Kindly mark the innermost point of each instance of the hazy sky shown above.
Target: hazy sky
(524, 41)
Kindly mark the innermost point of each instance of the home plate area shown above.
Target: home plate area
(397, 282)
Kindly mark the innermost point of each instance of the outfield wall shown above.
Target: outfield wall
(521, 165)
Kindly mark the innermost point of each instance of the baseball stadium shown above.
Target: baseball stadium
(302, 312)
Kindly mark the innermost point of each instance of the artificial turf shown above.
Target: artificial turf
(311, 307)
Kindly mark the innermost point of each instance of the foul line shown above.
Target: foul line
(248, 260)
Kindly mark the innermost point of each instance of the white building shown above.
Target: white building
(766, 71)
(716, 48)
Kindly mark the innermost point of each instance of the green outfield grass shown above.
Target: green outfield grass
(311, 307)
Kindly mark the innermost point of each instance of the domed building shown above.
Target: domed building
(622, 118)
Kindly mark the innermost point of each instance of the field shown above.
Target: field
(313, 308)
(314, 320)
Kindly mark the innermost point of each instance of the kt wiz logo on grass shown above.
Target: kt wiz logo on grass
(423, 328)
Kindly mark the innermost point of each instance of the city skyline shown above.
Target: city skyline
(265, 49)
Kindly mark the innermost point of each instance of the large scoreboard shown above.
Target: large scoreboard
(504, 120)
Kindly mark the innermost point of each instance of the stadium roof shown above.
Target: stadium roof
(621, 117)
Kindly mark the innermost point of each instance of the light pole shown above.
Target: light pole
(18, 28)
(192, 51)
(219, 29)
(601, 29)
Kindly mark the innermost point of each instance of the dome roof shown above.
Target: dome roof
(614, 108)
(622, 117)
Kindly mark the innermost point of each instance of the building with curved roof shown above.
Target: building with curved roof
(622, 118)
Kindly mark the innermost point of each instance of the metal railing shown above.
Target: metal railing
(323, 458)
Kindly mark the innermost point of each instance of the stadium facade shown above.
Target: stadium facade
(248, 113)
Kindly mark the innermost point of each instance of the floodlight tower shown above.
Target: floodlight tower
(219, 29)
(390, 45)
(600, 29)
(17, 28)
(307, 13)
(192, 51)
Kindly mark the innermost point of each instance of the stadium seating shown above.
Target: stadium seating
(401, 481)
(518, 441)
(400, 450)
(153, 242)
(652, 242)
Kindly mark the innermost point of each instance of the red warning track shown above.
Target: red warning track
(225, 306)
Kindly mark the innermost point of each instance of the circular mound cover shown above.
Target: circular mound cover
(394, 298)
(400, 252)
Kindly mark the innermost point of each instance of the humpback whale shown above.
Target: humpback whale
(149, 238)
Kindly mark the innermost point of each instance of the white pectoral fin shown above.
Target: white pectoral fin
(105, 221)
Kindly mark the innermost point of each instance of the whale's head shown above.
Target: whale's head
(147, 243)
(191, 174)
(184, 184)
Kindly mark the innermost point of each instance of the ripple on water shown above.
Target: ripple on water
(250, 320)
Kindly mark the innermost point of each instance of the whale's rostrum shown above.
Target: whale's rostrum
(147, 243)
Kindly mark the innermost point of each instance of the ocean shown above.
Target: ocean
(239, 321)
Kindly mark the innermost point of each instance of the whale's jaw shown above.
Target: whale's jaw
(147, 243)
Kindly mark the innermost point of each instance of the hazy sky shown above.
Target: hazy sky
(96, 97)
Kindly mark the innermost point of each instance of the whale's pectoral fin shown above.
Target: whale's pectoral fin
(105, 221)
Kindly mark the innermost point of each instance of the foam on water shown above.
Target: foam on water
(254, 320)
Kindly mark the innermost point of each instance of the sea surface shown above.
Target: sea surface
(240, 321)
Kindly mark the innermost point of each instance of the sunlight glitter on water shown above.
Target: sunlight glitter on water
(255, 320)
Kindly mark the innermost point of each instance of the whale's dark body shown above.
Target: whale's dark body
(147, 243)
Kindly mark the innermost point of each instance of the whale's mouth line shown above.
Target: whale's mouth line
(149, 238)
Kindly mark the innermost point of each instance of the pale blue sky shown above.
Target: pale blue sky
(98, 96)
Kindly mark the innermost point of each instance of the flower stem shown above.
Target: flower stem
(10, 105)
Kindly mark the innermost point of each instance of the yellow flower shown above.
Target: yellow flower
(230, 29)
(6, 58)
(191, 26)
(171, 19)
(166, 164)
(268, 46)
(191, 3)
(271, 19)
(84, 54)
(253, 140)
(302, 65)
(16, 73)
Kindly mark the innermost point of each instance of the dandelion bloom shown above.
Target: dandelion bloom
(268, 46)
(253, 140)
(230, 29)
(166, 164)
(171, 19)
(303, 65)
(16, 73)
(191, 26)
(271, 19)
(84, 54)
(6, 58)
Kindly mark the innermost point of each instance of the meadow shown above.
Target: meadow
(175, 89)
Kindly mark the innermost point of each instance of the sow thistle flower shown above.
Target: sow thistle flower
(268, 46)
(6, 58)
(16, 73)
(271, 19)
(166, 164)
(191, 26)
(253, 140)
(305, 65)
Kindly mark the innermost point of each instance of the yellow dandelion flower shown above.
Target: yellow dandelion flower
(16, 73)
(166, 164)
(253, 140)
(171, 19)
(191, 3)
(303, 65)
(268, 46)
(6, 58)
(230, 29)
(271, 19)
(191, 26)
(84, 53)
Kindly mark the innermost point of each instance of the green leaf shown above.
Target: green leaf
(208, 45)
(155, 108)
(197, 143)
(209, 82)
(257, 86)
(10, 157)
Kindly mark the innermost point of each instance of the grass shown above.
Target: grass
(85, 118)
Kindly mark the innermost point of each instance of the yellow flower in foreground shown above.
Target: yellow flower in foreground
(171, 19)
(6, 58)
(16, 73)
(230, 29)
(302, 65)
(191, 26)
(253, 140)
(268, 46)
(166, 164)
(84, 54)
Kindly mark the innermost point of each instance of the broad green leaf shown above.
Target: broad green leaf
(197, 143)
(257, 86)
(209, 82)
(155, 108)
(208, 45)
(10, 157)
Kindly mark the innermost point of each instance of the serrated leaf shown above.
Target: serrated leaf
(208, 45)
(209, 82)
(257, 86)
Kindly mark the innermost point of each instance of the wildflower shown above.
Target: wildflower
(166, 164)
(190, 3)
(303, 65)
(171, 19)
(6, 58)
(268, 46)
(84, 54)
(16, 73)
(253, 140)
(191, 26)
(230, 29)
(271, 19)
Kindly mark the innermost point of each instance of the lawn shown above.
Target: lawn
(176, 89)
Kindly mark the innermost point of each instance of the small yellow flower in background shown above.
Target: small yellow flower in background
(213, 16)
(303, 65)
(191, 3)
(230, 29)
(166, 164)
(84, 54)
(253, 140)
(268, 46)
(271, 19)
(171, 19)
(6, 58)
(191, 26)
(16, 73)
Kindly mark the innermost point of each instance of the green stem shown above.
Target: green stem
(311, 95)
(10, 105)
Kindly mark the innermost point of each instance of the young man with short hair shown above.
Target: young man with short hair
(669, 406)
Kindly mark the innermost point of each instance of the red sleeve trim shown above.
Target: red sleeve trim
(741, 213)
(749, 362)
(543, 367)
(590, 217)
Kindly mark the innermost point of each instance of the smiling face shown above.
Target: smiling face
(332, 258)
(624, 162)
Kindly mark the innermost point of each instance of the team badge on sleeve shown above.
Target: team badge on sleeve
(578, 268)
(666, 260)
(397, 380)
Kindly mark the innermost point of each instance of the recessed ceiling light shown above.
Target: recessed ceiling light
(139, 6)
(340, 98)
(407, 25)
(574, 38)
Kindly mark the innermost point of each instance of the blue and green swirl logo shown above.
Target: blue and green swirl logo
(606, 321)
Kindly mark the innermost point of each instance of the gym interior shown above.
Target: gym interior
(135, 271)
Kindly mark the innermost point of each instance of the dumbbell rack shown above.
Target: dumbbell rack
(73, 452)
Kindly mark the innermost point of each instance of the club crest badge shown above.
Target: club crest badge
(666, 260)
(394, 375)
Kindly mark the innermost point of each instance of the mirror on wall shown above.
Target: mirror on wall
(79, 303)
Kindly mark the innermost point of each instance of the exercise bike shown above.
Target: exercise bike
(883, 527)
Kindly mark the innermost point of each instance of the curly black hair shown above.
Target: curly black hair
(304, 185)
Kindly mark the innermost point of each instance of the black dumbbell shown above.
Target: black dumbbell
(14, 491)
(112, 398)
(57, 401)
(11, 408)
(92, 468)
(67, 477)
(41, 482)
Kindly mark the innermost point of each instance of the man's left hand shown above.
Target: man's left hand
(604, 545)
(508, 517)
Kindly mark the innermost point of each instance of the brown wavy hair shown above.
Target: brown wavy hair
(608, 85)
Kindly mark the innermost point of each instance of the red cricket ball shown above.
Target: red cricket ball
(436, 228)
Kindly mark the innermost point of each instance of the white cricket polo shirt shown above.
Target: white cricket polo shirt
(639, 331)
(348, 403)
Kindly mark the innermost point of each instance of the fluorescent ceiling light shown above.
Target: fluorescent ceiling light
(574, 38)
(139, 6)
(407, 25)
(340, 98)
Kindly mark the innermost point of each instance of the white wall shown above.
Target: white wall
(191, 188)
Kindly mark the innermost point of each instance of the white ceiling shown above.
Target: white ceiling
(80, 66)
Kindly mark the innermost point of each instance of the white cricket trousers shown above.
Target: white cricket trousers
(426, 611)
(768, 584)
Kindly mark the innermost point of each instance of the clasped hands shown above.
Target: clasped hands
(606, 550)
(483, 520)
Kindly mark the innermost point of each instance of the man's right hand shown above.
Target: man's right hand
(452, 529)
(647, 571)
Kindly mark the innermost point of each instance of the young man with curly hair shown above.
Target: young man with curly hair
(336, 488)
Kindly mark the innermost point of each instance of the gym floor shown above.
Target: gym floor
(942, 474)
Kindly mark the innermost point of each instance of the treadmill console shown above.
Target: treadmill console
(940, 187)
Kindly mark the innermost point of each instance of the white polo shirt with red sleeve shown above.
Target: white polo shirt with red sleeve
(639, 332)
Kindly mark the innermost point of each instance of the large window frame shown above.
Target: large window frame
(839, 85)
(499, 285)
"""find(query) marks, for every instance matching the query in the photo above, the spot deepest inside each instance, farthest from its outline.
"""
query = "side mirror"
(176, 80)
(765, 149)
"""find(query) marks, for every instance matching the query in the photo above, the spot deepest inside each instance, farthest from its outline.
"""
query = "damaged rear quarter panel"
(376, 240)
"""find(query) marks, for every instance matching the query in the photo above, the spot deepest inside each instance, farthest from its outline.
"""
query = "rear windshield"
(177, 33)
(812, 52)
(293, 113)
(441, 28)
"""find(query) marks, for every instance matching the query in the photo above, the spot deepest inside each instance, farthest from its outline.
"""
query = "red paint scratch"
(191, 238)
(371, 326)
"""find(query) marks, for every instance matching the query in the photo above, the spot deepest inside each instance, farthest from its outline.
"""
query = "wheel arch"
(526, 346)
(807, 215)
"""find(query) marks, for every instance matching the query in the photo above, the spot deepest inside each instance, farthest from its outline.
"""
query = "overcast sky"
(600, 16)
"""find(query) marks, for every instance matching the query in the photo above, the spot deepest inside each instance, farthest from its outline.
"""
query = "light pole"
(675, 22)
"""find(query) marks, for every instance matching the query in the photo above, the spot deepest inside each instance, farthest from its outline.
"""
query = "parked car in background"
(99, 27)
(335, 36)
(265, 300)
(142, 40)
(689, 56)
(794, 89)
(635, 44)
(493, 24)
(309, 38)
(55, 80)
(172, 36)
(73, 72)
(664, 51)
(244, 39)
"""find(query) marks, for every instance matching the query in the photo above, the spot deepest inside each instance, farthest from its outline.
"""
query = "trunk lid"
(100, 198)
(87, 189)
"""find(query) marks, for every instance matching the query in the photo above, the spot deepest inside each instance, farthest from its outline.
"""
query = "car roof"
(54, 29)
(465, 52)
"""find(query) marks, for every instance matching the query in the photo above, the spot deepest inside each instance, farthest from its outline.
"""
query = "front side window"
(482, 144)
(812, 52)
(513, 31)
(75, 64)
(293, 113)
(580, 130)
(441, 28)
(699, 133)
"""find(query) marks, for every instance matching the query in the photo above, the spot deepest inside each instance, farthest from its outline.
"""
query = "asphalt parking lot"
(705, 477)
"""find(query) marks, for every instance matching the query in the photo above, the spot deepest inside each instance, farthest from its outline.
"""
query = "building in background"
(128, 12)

====

**What you should do**
Taking the entries above, print exactly the lines starting at the line with "Target: brown wavy hair" and ending at the line with "fluorescent ceiling light shown above.", both included.

**Solution to this task**
Target: brown wavy hair
(608, 85)
Kindly mark the innermost point of each instance of the red cricket ball shown above.
Target: red cricket ball
(436, 228)
Kindly mark the innermost point of each instance of the white cricket polo shirt shown above.
Target: white cricket polo shirt
(639, 331)
(348, 403)
Kindly mark the innermost point of each instance of the fluorescent ceiling light shown above.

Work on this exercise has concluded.